*ABOUT THIS EXERCISE*
What lines of the data below include the word "jacket"? Report them by copying each.

[Saved entries]

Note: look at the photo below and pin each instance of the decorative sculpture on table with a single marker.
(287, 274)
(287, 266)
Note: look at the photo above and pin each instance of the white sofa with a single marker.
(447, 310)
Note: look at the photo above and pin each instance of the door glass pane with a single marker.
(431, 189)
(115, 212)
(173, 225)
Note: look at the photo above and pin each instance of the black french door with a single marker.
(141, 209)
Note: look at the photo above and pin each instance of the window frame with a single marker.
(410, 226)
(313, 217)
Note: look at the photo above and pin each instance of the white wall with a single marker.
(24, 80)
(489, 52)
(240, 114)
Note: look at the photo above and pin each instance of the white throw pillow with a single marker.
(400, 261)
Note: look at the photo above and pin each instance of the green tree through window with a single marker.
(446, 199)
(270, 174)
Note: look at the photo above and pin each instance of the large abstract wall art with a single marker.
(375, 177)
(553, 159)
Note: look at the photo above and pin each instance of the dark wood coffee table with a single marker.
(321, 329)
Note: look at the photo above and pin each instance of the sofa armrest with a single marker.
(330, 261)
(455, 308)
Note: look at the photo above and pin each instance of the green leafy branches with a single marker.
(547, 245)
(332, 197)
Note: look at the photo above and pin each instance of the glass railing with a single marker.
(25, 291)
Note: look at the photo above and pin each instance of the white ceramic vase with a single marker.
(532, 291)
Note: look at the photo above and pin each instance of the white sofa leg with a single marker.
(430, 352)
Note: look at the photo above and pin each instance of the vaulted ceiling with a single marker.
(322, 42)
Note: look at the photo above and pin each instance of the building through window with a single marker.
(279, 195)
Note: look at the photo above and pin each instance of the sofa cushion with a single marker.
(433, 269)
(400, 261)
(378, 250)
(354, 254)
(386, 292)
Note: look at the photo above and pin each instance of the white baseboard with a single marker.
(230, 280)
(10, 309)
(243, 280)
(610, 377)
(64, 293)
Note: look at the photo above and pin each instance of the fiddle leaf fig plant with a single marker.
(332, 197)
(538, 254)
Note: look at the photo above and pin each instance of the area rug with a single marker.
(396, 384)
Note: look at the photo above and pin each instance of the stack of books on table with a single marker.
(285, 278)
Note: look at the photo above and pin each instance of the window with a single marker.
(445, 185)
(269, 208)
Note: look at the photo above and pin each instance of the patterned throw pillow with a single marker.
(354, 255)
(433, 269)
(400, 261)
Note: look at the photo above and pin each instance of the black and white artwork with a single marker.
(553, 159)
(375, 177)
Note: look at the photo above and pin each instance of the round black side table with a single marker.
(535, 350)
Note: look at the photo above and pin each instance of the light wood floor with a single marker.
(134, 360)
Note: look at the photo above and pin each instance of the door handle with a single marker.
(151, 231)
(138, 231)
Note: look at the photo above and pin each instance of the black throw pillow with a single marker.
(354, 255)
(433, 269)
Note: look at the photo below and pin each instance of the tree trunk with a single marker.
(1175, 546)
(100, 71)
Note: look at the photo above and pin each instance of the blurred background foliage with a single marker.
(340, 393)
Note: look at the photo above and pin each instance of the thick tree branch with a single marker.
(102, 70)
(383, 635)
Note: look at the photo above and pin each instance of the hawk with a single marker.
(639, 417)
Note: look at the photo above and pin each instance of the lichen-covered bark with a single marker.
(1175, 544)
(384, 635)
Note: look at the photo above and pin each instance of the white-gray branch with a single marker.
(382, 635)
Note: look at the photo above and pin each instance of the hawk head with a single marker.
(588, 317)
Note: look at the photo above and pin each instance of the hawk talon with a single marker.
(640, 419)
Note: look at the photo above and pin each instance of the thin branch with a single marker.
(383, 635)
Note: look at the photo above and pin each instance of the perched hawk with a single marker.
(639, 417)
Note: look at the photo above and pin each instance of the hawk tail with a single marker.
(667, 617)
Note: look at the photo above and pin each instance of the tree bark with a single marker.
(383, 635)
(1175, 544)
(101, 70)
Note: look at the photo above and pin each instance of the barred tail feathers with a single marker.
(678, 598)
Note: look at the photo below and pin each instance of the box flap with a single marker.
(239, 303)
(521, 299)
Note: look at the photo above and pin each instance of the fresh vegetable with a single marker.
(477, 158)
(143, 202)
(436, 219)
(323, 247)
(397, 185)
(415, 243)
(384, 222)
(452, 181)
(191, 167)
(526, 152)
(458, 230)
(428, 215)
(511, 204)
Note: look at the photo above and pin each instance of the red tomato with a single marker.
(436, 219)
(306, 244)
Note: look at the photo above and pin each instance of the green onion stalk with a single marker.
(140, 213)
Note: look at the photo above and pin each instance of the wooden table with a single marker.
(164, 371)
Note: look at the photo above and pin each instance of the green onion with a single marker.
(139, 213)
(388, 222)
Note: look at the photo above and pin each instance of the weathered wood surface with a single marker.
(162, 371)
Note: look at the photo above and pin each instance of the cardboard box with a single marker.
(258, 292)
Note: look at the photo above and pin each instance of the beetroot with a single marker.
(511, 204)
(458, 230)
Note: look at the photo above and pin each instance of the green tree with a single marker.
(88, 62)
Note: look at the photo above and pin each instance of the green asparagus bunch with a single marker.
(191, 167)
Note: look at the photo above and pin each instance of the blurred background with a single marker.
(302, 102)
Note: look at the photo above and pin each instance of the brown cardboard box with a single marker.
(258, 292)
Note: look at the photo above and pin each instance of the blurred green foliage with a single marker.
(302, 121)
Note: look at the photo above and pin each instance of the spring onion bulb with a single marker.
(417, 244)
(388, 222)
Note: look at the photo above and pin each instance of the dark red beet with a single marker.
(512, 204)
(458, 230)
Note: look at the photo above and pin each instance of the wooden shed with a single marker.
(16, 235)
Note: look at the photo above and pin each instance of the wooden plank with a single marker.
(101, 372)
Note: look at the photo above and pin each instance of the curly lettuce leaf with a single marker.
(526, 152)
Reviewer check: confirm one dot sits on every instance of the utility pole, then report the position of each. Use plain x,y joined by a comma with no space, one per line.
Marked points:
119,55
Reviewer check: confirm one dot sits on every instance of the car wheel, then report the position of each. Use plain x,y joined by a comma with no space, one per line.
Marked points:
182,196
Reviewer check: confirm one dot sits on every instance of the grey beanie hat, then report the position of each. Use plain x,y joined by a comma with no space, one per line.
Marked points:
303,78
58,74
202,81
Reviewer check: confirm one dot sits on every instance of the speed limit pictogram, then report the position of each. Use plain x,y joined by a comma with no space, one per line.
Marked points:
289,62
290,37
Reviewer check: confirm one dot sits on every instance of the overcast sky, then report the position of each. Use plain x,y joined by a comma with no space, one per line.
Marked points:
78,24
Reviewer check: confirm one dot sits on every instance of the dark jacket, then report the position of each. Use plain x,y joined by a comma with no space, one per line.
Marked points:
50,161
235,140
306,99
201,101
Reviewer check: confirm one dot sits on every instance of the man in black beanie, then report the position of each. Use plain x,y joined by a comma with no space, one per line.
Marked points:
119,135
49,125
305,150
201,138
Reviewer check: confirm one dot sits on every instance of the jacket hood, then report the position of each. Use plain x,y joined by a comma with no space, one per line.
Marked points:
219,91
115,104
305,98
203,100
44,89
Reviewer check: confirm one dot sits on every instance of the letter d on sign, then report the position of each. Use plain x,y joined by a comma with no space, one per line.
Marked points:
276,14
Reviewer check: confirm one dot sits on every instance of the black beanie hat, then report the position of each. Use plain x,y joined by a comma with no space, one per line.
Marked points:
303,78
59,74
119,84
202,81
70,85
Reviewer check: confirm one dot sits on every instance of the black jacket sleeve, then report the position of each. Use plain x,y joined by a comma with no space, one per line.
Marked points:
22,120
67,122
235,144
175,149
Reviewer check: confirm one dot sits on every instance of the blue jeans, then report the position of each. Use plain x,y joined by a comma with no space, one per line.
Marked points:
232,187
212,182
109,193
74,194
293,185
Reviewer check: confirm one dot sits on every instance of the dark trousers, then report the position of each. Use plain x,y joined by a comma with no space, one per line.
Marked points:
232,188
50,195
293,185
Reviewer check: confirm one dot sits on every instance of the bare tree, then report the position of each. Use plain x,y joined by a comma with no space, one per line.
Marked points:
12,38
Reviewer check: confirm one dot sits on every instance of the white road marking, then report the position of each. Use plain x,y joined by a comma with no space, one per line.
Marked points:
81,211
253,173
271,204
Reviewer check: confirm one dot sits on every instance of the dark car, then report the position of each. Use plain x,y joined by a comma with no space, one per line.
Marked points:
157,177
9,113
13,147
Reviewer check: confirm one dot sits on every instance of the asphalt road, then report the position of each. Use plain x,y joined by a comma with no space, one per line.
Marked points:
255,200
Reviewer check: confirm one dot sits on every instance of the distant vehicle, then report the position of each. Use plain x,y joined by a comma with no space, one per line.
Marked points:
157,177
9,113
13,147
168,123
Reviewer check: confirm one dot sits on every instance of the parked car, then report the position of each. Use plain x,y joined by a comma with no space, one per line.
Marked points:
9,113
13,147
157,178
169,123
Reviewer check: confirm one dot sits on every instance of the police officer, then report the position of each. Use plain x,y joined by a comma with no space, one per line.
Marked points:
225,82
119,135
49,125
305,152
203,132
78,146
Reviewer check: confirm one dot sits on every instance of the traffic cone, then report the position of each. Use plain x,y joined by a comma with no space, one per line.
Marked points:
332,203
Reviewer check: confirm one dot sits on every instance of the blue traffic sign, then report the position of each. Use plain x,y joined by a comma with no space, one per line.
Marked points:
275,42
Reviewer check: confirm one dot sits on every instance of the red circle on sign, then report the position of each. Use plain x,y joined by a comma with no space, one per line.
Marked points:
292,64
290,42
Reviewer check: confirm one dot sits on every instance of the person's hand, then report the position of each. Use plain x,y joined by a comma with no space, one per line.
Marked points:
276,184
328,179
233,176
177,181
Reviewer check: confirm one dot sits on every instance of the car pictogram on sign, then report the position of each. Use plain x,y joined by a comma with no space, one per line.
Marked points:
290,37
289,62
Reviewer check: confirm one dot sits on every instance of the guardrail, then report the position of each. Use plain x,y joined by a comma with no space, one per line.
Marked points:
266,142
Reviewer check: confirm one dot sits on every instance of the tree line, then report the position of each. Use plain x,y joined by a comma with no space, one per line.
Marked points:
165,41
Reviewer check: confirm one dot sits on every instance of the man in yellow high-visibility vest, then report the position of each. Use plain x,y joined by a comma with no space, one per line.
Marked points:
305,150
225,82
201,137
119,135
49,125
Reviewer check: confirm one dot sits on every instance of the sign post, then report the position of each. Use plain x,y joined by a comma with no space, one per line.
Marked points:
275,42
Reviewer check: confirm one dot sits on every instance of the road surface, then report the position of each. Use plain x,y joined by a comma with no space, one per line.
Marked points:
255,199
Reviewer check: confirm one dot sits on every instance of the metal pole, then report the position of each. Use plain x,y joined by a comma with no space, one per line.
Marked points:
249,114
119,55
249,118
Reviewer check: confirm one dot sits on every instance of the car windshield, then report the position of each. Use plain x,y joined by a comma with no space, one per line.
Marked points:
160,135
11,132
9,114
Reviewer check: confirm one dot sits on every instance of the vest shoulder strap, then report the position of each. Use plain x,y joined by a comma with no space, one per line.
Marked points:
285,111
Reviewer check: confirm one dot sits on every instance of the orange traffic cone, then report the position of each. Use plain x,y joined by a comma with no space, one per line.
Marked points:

*OUTPUT BELOW*
Reviewer check: confirm one dot sits on every instance of the dark jacket, then report the position of each. Use plain x,y joined by a comma with no space, one per line.
Reviewer check: confirm one dot sits on every instance of the jacket hood, then report the position of each. Use plain x,y joined by a comma with no space, one per line.
Reviewer check: confirm one dot sits on every instance of the black jacket sleeve, then report the position of each. Use plain x,y joined by a comma with no space, one per line.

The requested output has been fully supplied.